COMMERCIAL MARKET
Former police station to be part of hotel development
THE former Joo Chiat Police Station is set for a new lease of life as part of a hotel development, with developers needing to conserve the 1920s colonial building.
The Urban Redevelopment Authority (URA) described the East Coast Road station as 'historically and architecturally significant' as it released detailed sales conditions of the site yesterday.
URA said the building is 'well-proportioned with key facades sensitively composed'.
'The inclusion of this stately building within the site will add a unique charm to the future hotel development,' it read.
The building, which is in an area dotted with historic conservation shophouses, is now occupied by a restaurant and is part of Katong Village, a collection of food and entertainment outlets. Tenants have until Oct31 to move out. It is understood that five out of 11 tenants will have done so by the end of the month.

▶ [Tasks and exercises]:
(a) Do these statements agree with the news item on the Joo Chiat Police Station? Answer yes or no for each, quoting the words from the item that decide it: (i) The police station building dates from the 1920s. (ii) Tenants must leave the building by the end of September. (iii) A restaurant currently occupies the building.
(b) Can you rewrite the paragraph of the news item beginning "The building, which is in an area" as a short bulleted list that keeps its main facts?

▶ [Supplied data]:
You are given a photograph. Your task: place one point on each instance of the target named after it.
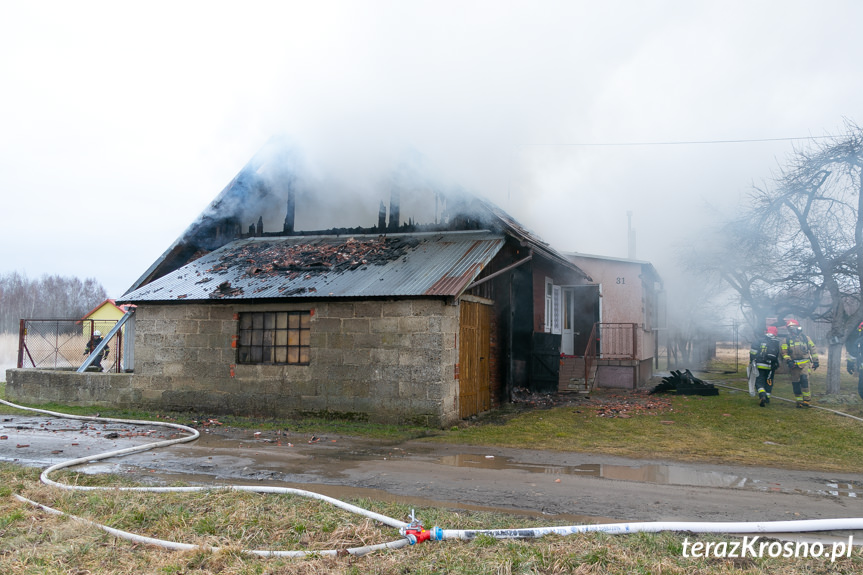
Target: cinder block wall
(381, 361)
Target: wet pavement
(572, 487)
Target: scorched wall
(384, 361)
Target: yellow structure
(104, 316)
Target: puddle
(660, 474)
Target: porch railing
(617, 340)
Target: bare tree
(51, 296)
(795, 250)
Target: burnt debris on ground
(684, 383)
(605, 402)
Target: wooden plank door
(474, 350)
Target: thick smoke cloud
(112, 139)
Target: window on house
(278, 337)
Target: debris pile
(225, 289)
(290, 260)
(684, 383)
(627, 406)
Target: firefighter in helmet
(799, 354)
(764, 353)
(854, 347)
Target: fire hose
(411, 532)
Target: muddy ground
(571, 487)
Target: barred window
(278, 337)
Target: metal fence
(62, 343)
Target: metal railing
(590, 357)
(62, 344)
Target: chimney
(289, 215)
(382, 217)
(394, 211)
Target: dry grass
(33, 542)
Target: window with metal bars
(275, 338)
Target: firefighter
(764, 353)
(91, 345)
(854, 347)
(799, 353)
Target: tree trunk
(834, 367)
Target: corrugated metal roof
(430, 264)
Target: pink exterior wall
(623, 296)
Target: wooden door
(473, 357)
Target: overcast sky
(120, 122)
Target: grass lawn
(728, 428)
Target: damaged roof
(419, 264)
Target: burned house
(396, 322)
(628, 318)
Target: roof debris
(307, 260)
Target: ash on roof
(291, 261)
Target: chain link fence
(62, 344)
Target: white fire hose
(412, 532)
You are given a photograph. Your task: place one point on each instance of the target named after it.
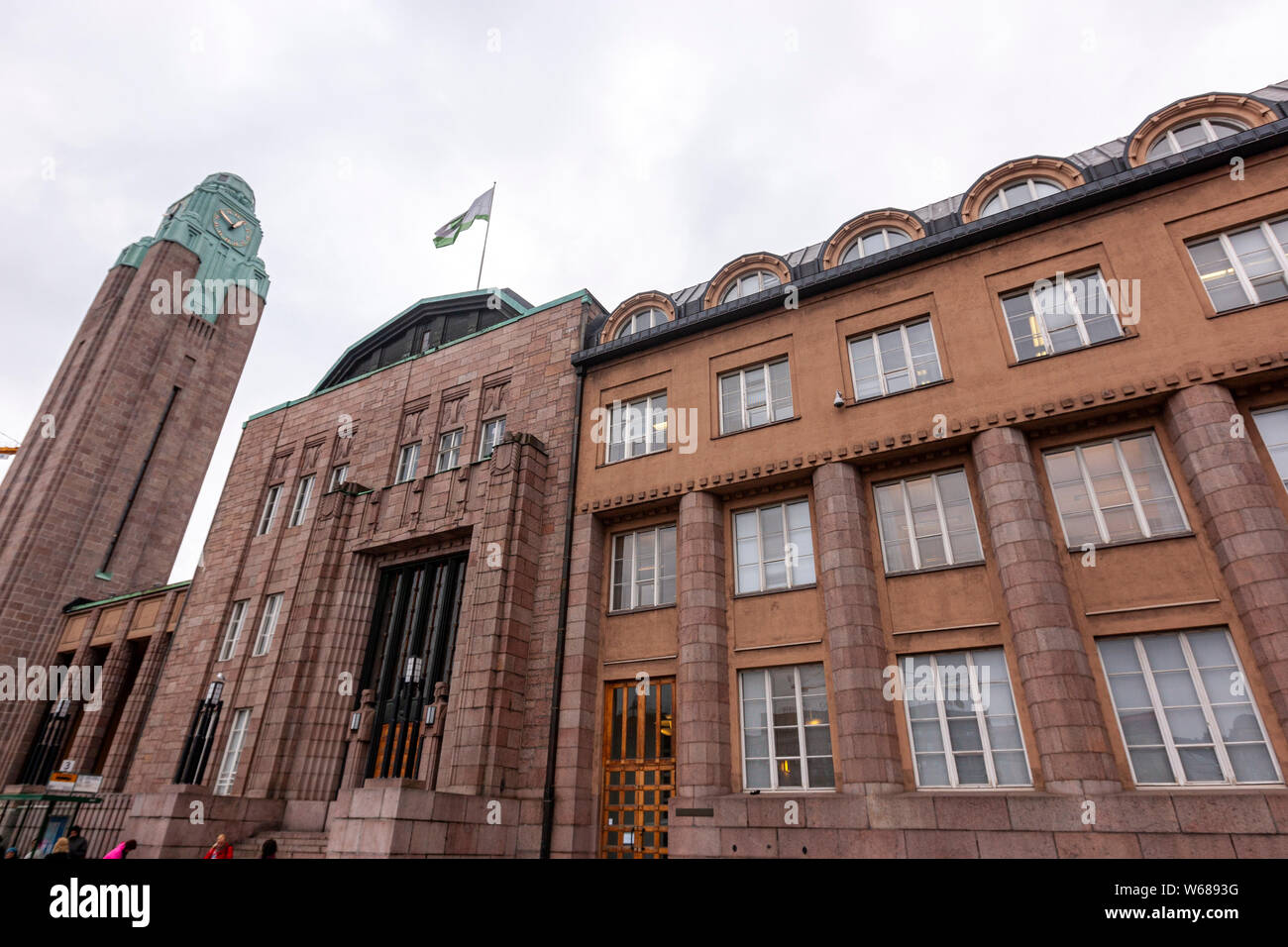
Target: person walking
(123, 849)
(77, 843)
(220, 849)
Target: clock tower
(104, 480)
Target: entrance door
(639, 768)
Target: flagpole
(483, 256)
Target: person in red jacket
(220, 849)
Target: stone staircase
(290, 844)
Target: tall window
(874, 243)
(1243, 266)
(636, 428)
(1113, 491)
(1184, 709)
(450, 450)
(750, 283)
(786, 731)
(232, 751)
(755, 395)
(235, 625)
(640, 320)
(267, 624)
(894, 360)
(927, 522)
(1018, 193)
(301, 500)
(407, 460)
(266, 521)
(962, 722)
(644, 569)
(1274, 431)
(1060, 315)
(492, 433)
(774, 547)
(1193, 134)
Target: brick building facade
(958, 534)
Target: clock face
(232, 227)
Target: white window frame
(1072, 307)
(734, 289)
(1000, 193)
(1236, 264)
(619, 433)
(1205, 705)
(911, 523)
(1206, 121)
(232, 751)
(236, 620)
(854, 249)
(408, 459)
(980, 722)
(769, 394)
(303, 493)
(450, 450)
(266, 519)
(653, 535)
(907, 354)
(1137, 508)
(774, 759)
(635, 321)
(268, 624)
(487, 444)
(789, 566)
(1271, 446)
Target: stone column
(866, 723)
(702, 680)
(1243, 522)
(1055, 673)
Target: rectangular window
(927, 522)
(232, 751)
(235, 625)
(267, 624)
(301, 500)
(644, 569)
(786, 731)
(407, 460)
(450, 450)
(1274, 431)
(894, 360)
(962, 720)
(755, 395)
(1115, 491)
(636, 428)
(774, 547)
(1060, 315)
(1184, 709)
(1243, 266)
(266, 521)
(492, 433)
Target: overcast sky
(635, 146)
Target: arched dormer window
(1194, 121)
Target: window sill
(935, 569)
(759, 427)
(642, 608)
(1098, 547)
(1128, 333)
(774, 591)
(857, 402)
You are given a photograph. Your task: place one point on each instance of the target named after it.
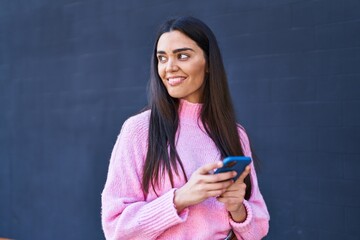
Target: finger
(244, 174)
(205, 169)
(218, 186)
(219, 177)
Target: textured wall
(72, 71)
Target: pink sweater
(128, 214)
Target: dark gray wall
(72, 71)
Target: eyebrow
(177, 50)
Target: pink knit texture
(128, 214)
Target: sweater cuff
(166, 215)
(243, 226)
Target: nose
(171, 65)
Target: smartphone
(234, 163)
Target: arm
(256, 224)
(125, 212)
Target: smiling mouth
(174, 81)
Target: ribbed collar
(189, 112)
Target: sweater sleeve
(256, 225)
(125, 212)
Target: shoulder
(244, 140)
(136, 126)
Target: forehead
(174, 40)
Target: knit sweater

▶ [Outputs for the tasks]:
(a)
(i) Yes: "conserve the 1920s colonial building."
(ii) No: "Tenants have until Oct31 to move out."
(iii) Yes: "is now occupied by a restaurant."

(b)
- The building stands in an area with many historic conservation shophouses.
- It is now occupied by a restaurant and belongs to Katong Village, a group of food and entertainment outlets.
- Tenants have until Oct 31 to move out.
- Five of the 11 tenants are expected to have left by the end of the month.